■ Required task:
Can you copy the following data word for word, omitting the pictures?

===== Working data =====

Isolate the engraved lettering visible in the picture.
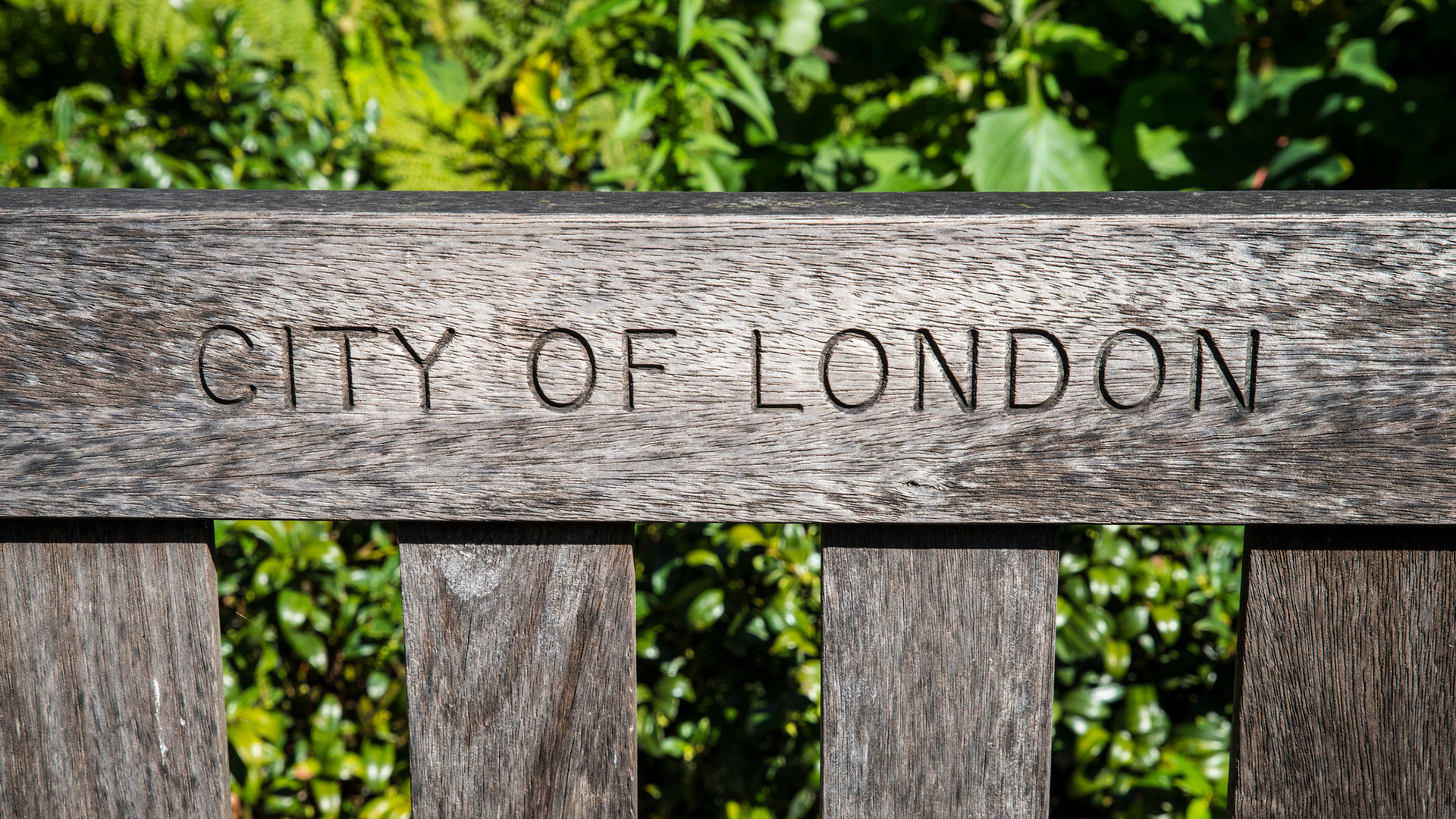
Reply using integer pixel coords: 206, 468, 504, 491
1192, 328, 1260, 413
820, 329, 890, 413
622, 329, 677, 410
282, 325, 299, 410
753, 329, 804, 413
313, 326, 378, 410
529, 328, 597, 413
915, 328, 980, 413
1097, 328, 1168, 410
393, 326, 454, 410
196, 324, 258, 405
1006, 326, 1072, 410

=====

■ In response:
Isolate the engraved lettering visible in the picture.
Reply using integer pixel coords: 206, 468, 504, 491
1192, 328, 1260, 413
820, 329, 890, 413
622, 329, 677, 410
282, 325, 299, 410
753, 329, 804, 413
313, 326, 378, 410
529, 328, 597, 413
915, 328, 980, 413
1097, 328, 1168, 410
393, 326, 454, 410
196, 324, 258, 405
1006, 326, 1072, 410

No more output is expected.